[Records contained in a dataset]
** Start **

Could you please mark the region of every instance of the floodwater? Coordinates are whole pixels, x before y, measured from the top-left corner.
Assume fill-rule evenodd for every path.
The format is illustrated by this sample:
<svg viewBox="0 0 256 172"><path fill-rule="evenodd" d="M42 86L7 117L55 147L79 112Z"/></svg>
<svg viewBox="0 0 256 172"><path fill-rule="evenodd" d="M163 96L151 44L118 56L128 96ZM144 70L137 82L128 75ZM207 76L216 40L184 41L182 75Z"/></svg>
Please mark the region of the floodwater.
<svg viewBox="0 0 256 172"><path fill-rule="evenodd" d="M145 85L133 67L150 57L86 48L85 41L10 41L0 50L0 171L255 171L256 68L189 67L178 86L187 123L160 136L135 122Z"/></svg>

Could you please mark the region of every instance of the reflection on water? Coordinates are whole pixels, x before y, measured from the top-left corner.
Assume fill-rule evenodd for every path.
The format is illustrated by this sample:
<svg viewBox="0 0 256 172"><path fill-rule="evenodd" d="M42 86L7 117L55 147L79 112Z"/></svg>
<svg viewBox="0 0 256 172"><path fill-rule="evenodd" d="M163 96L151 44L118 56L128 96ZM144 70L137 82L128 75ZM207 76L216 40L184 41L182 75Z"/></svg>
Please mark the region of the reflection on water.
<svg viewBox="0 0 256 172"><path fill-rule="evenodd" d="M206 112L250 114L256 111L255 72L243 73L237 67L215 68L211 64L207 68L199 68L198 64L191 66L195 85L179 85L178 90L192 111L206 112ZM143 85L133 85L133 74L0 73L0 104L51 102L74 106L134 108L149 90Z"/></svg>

** End **

- What the exercise asks:
Update the entries from the line containing "reflection on water?" through the end of the entries, replacing "region" with "area" and leaving everything else unchanged.

- Finished answer:
Could you please mark the area of every instance of the reflection on water? Coordinates are whole pixels, x before y, measured from the top-left corner.
Assume fill-rule evenodd for every path.
The format is illustrated by this sample:
<svg viewBox="0 0 256 172"><path fill-rule="evenodd" d="M42 86L7 117L55 147L79 112Z"/></svg>
<svg viewBox="0 0 256 172"><path fill-rule="evenodd" d="M163 96L151 44L118 56L128 96ZM144 70L137 82L128 75ZM207 76L216 40L184 41L182 75Z"/></svg>
Please mark the area of the reflection on water.
<svg viewBox="0 0 256 172"><path fill-rule="evenodd" d="M206 112L250 114L256 111L255 72L243 73L237 67L215 68L211 64L207 68L199 68L198 64L191 66L195 85L179 85L178 90L192 111L206 112ZM143 85L133 85L133 74L0 73L0 104L51 102L74 106L134 108L149 90Z"/></svg>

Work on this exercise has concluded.